-- DOCUMENT TEXT --
=== Begin Enclosure ===

Reclaiming Growth

Reclaiming Growth
Photo by Markus Winkler / Unsplash

In the context of careers and business, the word "growth" has become...dirty. And not in a literal, wholesome, dirt-under-the-fingernails way. So let's reclaim it.

If you've read my other post(s) about a career or business being a garden rather than a path, you may see where I'm going with this. If not...I may have just given it away anyway.

Plants. I'm talking about plants. As a metaphor.

The tech bros and business gurus are all about "growth." To them, it means making that profit line go up to keep shareholders happy. And often, to do that, they focus on cutting costs for quick gains, to make a particular quarter seem successful. To do that, they lay people off, cut corners, reduce quality.

Is that growth? Really? To me it sounds like the opposite.

Not to mention, there's often no view to the long-term stability or even survivability of a business. As long as the CEO has time to move to a new gig before a company crumbles. Am I generalizing? Sure. But then, this has all been discussed in much more depth by many, many people. Look up "enshittification" for one of my favorite angles on the phenomenon.

Then there's growth on a personal/career level. All about making more money, having a higher-status title. This implies that progress is linear, that we're all pushing forward in our lives, and anything that doesn't seem like an "improvement" over a previous step is a failure. A "lateral move" is a failure these days. A pause--or excuse me, a "gap in the resume"--is a failure. Growth is about constant, linear increases in wealth and status.

=== End Enclosure ===

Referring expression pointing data
=== Begin Enclosure ===

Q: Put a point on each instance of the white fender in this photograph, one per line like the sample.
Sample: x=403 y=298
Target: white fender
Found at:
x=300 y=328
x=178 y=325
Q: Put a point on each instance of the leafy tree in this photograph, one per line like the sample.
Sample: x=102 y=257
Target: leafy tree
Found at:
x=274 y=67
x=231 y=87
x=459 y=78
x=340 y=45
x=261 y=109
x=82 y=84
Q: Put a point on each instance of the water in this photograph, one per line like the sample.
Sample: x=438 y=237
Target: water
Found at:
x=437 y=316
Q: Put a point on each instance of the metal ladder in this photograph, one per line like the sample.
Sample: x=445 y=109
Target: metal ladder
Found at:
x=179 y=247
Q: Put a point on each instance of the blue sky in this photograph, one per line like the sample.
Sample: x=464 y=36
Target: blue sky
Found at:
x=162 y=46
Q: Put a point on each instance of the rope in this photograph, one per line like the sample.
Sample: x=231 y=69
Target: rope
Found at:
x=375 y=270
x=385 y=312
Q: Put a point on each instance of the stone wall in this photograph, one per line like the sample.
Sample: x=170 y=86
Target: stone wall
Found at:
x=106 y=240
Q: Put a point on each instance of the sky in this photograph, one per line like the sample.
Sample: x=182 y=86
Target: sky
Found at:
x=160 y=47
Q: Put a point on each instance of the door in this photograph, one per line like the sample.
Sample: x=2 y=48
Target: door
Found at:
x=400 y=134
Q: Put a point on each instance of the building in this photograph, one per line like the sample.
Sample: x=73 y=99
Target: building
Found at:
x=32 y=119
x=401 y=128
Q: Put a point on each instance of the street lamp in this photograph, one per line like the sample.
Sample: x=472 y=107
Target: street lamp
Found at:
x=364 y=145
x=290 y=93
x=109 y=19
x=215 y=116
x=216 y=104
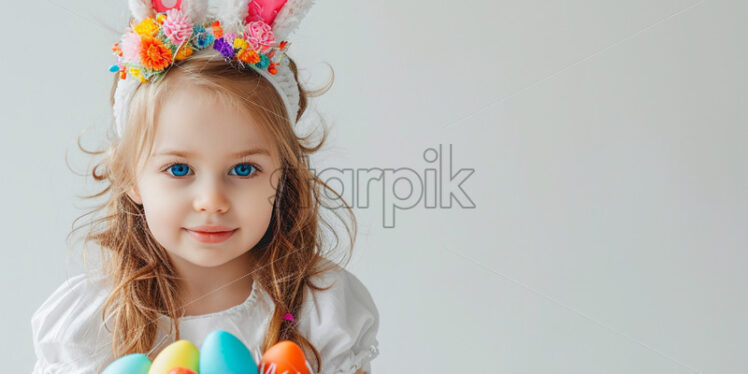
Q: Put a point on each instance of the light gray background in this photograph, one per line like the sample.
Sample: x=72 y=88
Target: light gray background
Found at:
x=608 y=140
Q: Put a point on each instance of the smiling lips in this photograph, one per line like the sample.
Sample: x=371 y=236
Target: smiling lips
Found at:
x=211 y=234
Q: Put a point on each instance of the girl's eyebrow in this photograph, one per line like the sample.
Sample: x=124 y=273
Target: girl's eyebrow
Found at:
x=188 y=154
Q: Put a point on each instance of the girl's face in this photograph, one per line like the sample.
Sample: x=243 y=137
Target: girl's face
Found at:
x=211 y=169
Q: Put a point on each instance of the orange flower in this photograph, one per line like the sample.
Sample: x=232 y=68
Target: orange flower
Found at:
x=147 y=27
x=249 y=56
x=183 y=53
x=154 y=55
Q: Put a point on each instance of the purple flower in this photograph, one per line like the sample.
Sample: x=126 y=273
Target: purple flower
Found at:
x=226 y=49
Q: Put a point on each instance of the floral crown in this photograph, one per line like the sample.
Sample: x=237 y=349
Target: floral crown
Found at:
x=250 y=33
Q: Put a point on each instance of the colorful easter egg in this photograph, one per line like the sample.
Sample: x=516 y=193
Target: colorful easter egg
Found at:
x=223 y=352
x=136 y=363
x=181 y=354
x=284 y=357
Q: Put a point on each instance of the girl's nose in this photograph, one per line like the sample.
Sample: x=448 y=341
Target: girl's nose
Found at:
x=211 y=198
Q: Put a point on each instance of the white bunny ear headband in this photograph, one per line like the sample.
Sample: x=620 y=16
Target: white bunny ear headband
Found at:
x=249 y=32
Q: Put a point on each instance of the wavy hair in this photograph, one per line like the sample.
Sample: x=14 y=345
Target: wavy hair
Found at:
x=295 y=247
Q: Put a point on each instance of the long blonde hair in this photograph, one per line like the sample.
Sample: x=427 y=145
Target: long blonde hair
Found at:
x=291 y=252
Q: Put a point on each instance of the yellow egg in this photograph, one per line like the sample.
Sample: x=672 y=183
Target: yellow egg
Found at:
x=181 y=353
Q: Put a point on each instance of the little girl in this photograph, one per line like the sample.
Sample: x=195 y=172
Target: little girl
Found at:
x=212 y=216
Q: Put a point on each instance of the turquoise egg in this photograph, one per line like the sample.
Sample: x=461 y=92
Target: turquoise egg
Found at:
x=223 y=353
x=136 y=363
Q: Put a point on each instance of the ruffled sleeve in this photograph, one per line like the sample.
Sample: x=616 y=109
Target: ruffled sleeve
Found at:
x=341 y=322
x=66 y=329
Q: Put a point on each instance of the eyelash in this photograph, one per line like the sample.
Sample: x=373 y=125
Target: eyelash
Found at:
x=252 y=175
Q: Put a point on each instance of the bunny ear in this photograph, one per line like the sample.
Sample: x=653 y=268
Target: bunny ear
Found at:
x=140 y=9
x=231 y=13
x=197 y=10
x=264 y=10
x=289 y=17
x=283 y=15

=== End Enclosure ===

-- WHAT TO WORK ON --
Please resume the post about reclaiming the word "growth," continuing after its last paragraph.

-- RESULT --
Now, let's take a look at what the word means in nature, and maybe we can start moving back to that. If your career or business is a plant, or a garden, or any kind of biological organism, there are some pretty key distinctions from the above ideas of growth.

Distinction number one: It. Takes. Time.

Instant growth isn't growth. I don't even know what to call it--it's most likely a magic trick, a con, a swindle. An illusion, Michael.

Sometimes something will go through a growth spurt, growing a relatively large amount in a short period of time. These are exceptional and temporary, unlike the "30% year over year" bullshit, but also, they're only relatively rapid. You can't visibly spot your toddler getting taller.

And if something does grow fast and continuously? That usually means something is wrong, and it is unsustainable. Cancer grows a lot and doesn't stop...until it kills its host and dies with it. Kudzu grows a foot a day and roots deep...and kills everything around it, an invasive species that can demolish an ecosystem.

Ok, sure, maybe kudzu itself survives the death of everything around it. But do you really want to be kudzu? Don't be kudzu. Eventually it will piss off the locals enough for them to break out the herd of goats or the flamethrower.

Growth takes time. You may not even notice it day to day, but one day you'll look up and realize you or your business has come a long way.

And that's okay.

Another distinction: it's never about increasing a single metric.

More money. More power. More status. Always the same, boring goals.

Nature? Sure, it's likely about size. But not simply. Let's start simple. Which direction will a tree branch? Who knows. Not the tree!

More complex: leaves and branches? Beefing up the trunk? Flowers? Fruit? Roots?

Let's leave the plant kingdom, just for fun. Tadpoles into frogs. Caterpillars into butterflies. Maggots into flies. Oh the joy of life stages.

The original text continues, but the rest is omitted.